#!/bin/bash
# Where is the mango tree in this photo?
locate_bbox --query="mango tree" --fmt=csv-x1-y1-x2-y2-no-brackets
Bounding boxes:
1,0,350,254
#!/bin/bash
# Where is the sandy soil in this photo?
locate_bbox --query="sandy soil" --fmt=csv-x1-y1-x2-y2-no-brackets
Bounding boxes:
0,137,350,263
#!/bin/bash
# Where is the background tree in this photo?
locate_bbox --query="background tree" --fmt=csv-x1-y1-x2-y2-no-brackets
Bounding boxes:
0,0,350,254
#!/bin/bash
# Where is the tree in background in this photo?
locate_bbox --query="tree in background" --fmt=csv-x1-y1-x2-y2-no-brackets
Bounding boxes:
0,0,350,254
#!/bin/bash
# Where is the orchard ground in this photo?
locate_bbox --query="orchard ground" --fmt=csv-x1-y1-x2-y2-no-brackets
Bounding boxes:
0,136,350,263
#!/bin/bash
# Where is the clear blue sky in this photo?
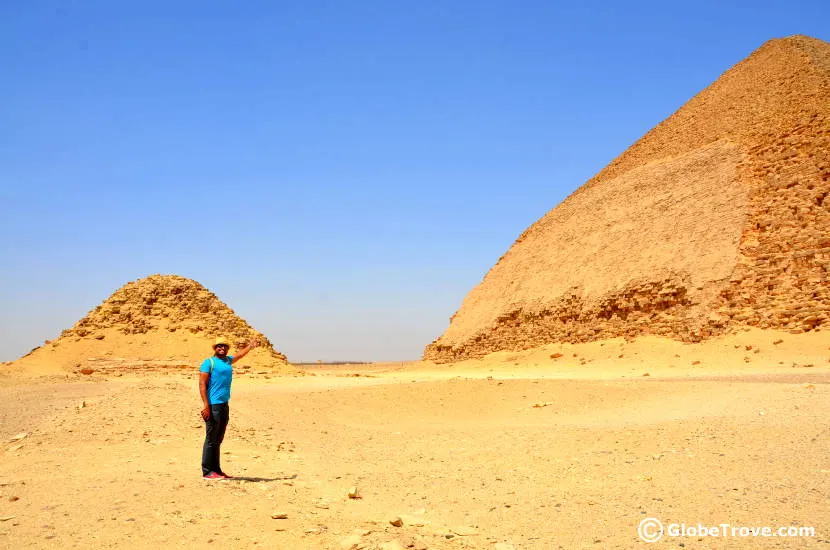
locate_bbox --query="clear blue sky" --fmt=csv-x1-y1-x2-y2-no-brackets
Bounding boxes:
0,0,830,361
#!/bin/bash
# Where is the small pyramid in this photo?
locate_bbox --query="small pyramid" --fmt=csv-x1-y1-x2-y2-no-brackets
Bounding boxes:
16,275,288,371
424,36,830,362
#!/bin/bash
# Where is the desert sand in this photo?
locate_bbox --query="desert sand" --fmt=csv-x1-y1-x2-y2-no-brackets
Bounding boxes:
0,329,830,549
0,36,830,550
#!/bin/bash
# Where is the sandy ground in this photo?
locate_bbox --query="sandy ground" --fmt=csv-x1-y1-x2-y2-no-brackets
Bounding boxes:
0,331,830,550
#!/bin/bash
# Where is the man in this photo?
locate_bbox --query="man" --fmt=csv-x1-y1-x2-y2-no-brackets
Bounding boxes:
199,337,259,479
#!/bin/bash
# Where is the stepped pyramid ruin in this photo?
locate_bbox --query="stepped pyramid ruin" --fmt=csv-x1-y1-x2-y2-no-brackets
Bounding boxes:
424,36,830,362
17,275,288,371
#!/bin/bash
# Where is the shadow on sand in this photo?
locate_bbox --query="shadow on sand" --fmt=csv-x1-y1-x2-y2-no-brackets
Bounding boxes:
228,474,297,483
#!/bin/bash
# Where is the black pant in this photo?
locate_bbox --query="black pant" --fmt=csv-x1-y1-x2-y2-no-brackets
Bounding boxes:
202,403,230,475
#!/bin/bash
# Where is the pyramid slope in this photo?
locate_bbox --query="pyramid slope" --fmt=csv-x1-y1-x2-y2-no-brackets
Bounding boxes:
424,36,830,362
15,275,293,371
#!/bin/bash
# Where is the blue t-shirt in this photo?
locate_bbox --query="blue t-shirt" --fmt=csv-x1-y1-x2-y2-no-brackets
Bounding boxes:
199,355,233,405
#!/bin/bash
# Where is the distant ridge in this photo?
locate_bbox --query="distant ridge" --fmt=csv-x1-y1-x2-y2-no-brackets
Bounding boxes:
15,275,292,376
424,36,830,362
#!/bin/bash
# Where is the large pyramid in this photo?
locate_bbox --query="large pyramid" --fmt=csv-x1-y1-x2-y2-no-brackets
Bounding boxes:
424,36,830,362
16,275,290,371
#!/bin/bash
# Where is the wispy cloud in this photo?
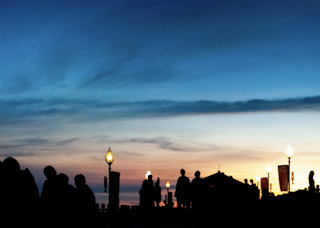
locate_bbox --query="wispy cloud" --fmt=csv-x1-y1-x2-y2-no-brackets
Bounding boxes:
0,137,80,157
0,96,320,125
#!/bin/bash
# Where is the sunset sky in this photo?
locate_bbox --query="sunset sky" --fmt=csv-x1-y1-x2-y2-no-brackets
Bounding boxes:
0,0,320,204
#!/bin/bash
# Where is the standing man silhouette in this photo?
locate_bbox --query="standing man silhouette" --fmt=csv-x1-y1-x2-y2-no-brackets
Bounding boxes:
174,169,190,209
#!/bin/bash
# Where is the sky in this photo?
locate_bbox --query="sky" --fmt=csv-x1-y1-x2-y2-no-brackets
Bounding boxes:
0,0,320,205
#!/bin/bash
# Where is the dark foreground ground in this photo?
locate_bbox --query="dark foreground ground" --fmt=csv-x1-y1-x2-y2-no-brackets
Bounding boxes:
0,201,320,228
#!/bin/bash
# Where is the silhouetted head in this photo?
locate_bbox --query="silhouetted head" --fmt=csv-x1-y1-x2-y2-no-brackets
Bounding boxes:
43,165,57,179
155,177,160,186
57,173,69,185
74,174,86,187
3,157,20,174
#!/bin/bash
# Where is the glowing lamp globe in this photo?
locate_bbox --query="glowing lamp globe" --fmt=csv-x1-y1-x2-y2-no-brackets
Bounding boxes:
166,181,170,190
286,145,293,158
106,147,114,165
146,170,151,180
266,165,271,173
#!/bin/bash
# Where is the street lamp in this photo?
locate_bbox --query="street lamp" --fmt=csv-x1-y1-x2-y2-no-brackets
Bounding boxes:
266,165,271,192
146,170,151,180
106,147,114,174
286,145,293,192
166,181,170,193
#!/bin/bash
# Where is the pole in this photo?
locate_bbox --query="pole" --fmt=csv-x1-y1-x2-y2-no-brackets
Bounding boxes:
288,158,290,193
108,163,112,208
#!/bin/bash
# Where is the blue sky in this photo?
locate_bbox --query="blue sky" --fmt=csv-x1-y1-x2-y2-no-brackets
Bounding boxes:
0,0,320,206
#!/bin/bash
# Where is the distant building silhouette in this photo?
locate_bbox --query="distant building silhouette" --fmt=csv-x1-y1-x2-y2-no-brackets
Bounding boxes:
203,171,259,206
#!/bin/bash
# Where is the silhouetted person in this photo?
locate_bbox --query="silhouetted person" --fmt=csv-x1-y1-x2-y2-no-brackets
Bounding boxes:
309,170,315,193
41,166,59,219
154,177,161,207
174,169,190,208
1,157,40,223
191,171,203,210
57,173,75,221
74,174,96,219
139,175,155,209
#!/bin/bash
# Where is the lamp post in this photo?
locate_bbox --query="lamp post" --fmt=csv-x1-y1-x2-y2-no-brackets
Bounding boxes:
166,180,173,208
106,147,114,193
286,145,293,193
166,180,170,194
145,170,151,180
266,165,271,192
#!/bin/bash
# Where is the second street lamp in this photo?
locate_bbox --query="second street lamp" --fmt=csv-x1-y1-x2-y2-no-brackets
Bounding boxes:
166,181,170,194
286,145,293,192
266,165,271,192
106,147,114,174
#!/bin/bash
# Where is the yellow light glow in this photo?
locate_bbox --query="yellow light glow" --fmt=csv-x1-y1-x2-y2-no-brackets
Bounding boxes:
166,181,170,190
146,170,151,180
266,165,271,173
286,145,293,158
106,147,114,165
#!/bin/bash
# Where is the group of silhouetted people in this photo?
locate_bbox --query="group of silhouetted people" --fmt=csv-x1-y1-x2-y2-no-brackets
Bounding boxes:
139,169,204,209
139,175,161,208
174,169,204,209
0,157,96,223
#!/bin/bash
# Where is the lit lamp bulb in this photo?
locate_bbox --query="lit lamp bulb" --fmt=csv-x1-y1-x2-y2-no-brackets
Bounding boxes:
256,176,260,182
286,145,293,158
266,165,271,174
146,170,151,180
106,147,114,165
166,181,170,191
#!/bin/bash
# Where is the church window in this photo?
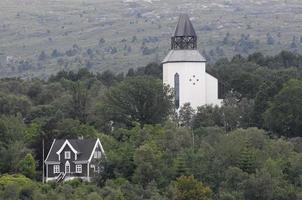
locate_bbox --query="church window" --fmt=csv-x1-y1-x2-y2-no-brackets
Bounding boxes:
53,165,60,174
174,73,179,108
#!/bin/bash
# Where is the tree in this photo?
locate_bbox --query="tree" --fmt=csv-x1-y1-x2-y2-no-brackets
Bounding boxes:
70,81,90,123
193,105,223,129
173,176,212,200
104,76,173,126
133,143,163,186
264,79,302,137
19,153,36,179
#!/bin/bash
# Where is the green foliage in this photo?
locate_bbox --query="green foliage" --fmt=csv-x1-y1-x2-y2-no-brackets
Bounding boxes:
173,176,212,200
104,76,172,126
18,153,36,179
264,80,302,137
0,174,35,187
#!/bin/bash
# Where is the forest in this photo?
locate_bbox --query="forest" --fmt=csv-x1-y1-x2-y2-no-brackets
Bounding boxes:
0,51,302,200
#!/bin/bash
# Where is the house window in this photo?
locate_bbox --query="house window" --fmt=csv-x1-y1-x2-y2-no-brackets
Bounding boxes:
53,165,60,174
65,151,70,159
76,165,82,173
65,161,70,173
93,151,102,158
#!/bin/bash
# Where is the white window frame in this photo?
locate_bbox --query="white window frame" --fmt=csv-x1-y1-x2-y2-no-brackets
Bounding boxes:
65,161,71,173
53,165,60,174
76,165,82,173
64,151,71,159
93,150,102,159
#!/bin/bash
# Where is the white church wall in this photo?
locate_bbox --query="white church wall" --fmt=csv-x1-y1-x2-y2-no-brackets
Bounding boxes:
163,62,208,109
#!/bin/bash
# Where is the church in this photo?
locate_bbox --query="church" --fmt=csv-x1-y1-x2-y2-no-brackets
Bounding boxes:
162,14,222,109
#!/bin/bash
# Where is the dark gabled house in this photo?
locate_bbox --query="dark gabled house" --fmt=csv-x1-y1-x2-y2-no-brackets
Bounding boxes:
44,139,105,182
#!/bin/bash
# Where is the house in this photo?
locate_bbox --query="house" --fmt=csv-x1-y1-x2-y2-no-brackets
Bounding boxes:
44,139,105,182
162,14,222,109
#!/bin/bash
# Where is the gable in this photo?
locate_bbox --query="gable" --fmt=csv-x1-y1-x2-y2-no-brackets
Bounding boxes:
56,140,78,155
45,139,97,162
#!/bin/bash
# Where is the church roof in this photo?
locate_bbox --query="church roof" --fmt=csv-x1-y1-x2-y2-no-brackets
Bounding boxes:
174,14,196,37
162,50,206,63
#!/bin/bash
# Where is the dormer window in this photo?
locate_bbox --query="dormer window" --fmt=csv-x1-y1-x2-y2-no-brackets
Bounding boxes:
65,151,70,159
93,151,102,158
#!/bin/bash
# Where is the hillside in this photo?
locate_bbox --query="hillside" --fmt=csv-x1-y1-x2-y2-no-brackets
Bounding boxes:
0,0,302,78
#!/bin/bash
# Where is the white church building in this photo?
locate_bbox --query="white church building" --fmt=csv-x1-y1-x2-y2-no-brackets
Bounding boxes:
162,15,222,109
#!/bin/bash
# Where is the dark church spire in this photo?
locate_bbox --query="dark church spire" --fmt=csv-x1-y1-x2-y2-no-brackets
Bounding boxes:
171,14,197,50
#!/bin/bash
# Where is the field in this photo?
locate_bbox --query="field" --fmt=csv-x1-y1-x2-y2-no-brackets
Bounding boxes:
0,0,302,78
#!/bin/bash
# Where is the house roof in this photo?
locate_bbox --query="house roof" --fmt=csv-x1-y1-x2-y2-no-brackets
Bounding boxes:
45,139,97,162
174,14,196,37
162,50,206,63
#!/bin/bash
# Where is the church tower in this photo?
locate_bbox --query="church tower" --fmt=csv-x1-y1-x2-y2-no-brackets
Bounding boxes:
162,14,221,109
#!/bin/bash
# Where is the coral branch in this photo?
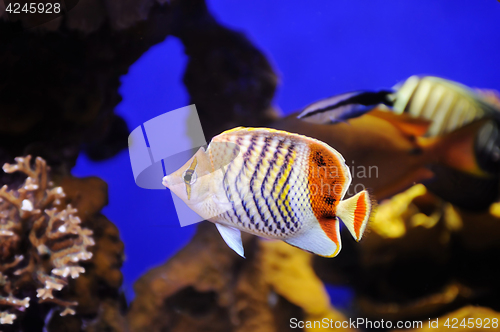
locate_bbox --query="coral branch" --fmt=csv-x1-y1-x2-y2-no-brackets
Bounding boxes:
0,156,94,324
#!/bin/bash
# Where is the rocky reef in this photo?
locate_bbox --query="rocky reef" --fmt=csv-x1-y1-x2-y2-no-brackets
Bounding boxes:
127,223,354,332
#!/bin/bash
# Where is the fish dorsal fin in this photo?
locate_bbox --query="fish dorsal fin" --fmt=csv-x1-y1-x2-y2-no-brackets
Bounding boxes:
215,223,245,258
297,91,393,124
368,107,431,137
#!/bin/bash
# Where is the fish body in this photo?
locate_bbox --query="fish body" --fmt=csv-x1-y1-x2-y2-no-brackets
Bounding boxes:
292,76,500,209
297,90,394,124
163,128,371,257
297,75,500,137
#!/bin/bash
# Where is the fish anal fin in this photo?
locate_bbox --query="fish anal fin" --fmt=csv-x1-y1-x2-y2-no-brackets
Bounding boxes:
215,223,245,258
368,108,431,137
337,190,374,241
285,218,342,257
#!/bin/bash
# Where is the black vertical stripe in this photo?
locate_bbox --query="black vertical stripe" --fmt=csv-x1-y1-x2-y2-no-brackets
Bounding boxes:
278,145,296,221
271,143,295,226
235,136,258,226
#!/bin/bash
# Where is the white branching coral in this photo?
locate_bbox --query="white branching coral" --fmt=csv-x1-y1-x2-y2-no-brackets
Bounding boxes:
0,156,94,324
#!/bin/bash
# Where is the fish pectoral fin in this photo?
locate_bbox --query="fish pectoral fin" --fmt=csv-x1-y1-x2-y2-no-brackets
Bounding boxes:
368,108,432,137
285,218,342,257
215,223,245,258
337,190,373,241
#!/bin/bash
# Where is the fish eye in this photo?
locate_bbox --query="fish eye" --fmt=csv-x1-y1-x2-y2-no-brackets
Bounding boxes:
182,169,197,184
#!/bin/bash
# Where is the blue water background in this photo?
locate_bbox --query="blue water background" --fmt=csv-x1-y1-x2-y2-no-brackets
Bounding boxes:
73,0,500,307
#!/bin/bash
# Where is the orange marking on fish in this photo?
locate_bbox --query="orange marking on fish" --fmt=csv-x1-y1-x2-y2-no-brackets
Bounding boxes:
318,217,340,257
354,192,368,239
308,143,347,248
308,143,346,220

* _DIRECTIONS FOR THIS TASK_
Report every line in the entries above that contains the word "dark".

* _RESPONSE TO THE EXERCISE_
# Where is the dark foreground ground in this photo?
locate_bbox --query="dark foreground ground" --fmt=csv-x1-y1-x2-y2-no-brackets
# Where is the dark gabled house in this photo?
locate_bbox --query="dark gabled house" --fmt=csv-x1-y1-x2-y2-no-brackets
# Where is the dark church spire in this photo?
locate_bbox --query="dark church spire" --fmt=csv-x1-y1-x2-y2-no-brackets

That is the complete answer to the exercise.